Text segment Start Marker
There is a disconnect between what health researchers in Indonesia are investigating and what the government aims to achieve in solving the country’s health problems.
With a population of more than 250 million people, Indonesia faces a wide range of health issues.
In Papua, the country’s easternmost province, reports say at least 61 children have died from malnutrition and measles. The government has sent military and health personnel to deal with the crisis in the remote area.
Indonesia is also still struggling with high death rates of mothers and newborn babies during birth. Indonesia failed to meet its Millennium Development Goal (MDG) to reduce the maternal mortality ratio by 75%. In 2015 there was 305 deaths from 100,000 live births, while the neonatal death rate is 14 per 1,000 live births.
In their five-year strategic plan (Renstra) for health, the government has aimed to increase the responsiveness of the country’s health system and to reduce the number of maternal and newborn deaths.
To meet these targets, the government should base the policies to tackle this problem on evidence gathered from research. The Ministry of Health has tried to increase the use of evidence from its research arm, the National Institute of Health Research and Development (Balitbangkes).
But my research shows that researchers at the institute do research independent to the Health’s Ministry’s program objectives.
Lack of engagement
Currently, program managers and policy makers at the Ministry of Health do not rely on researchers. They also do not request any research findings to back up their decision making.
NIHRD researchers are expected to provide evidence-based studies on health that decision makers can use in making policies. But, a 2017 external review found most of the 30 research proposals submitted by the institute’s researchers for 2018 and 2019 funding were not related to any specific Ministry of Health programs.
The ministry used very few of the findings from more than 1300 studies that the institute produced between 2011 and 2015. Most research reports were kept on the library shelves.
A quick review of selected publications in the Kesmas: National Public Health Journal (2013-2017) show how research topics seem to be chosen independent of any Ministry of Health program targets or goals.
There are many health researchers outside of the NIHRD. But, the academic community in general has limited engagement in policy debates so they are not heavily involved in providing evidence for either policy or practice.
Text segment End Marker
Given data Start Marker
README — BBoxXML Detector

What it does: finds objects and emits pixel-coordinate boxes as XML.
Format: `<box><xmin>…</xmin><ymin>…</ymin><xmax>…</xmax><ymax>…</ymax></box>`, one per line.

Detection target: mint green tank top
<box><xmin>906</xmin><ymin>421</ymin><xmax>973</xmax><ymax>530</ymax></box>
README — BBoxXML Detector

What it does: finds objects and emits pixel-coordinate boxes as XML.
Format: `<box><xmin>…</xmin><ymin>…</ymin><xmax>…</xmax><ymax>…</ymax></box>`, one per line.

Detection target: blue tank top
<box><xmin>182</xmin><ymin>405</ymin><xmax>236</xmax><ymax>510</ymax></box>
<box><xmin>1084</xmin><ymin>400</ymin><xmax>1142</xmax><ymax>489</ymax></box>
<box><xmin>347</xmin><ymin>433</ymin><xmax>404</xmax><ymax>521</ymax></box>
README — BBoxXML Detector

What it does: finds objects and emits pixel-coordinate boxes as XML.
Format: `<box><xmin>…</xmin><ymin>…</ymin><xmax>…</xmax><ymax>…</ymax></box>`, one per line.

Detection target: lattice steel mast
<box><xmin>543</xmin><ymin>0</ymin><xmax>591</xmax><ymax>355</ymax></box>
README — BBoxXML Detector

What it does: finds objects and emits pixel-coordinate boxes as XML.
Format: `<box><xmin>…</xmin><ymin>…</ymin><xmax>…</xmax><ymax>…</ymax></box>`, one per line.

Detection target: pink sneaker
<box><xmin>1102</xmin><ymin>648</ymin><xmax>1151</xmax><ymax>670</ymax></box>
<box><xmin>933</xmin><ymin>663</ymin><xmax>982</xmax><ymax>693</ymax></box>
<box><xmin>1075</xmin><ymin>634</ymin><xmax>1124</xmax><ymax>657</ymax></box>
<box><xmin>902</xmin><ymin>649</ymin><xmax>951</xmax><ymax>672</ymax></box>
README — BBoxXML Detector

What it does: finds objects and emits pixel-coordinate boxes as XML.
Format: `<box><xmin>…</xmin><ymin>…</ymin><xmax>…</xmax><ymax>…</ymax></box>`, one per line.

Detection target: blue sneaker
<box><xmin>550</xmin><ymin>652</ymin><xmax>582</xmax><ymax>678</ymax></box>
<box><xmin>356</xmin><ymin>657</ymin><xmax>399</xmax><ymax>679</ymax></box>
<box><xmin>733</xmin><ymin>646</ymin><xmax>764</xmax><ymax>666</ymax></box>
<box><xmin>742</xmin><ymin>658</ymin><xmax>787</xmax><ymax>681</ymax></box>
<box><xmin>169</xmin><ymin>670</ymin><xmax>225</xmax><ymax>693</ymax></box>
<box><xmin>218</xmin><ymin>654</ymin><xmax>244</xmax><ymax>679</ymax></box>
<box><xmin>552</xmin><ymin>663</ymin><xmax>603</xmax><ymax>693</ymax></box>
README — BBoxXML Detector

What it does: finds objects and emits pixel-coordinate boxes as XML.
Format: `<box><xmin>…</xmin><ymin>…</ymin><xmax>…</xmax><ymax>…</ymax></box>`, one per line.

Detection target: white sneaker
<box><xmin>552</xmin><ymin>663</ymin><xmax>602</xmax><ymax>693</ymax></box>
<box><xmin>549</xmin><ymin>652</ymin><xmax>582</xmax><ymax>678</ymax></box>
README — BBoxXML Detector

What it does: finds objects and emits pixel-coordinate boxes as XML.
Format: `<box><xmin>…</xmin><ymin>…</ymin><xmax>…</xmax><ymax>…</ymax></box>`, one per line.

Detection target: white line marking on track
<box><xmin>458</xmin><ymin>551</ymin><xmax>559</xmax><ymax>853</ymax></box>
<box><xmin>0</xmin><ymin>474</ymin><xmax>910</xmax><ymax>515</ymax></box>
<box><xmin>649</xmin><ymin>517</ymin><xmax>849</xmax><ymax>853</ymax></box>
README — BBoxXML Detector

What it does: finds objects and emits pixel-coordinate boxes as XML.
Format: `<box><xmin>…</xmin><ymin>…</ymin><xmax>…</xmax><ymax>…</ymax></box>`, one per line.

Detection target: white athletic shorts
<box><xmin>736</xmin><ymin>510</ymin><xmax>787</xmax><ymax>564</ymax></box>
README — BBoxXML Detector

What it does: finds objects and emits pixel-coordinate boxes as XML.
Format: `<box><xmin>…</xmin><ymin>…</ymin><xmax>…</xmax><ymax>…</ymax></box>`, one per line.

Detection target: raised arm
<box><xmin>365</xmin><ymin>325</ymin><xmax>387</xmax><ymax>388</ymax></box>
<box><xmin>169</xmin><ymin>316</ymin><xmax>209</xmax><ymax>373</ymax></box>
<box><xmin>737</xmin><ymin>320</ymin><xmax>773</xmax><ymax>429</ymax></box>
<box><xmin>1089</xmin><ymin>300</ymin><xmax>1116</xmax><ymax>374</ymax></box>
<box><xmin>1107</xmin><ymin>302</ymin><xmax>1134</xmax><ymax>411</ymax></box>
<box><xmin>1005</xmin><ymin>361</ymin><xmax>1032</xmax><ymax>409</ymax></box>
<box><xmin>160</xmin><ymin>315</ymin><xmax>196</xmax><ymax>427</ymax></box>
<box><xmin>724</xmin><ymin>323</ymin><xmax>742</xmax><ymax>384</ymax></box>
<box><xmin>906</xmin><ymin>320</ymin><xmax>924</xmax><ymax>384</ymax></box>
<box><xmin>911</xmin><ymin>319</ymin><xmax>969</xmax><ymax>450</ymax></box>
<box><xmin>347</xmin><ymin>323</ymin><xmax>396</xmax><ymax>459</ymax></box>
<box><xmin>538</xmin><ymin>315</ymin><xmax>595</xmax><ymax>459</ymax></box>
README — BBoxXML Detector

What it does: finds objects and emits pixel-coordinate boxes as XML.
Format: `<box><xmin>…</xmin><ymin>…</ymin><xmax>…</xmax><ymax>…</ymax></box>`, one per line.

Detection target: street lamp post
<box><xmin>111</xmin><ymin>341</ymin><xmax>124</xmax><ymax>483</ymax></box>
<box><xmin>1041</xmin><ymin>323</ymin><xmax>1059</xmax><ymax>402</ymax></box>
Given data End Marker
▶ **Set of tasks**
(a) List every figure the text on health research in Indonesia gives, leaving out years and keeping each ratio as one item.
(b) Quote the passage of the health research text that begins at the words "In their five-year" and stops after "and newborn deaths.".

▶ **Answers to the problems**
(a)
- more than 250 million people (Indonesia's population)
- at least 61 children who died from malnutrition and measles in Papua
- 75% (the MDG target for reducing the maternal mortality ratio)
- 305 deaths from 100,000 live births (maternal deaths in 2015)
- 14 per 1,000 live births (the neonatal death rate)
- 30 research proposals submitted for 2018 and 2019 funding
- more than 1300 studies produced by the institute between 2011 and 2015

(b)
In their five-year strategic plan (Renstra) for health, the government has aimed to increase the responsiveness of the country’s health system and to reduce the number of maternal and newborn deaths.